Task prompt :: Rewrite all the lines of the rows below, requests included, adding -27 to each bounding box coordinate in the answers.

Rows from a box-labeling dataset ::

****************************************

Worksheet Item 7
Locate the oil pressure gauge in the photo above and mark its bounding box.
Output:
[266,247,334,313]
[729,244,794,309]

****************************************

Response to the exercise ::
Worksheet Item 7
Locate the oil pressure gauge in the photo above and mark its bounding box.
Output:
[239,220,307,286]
[702,217,767,282]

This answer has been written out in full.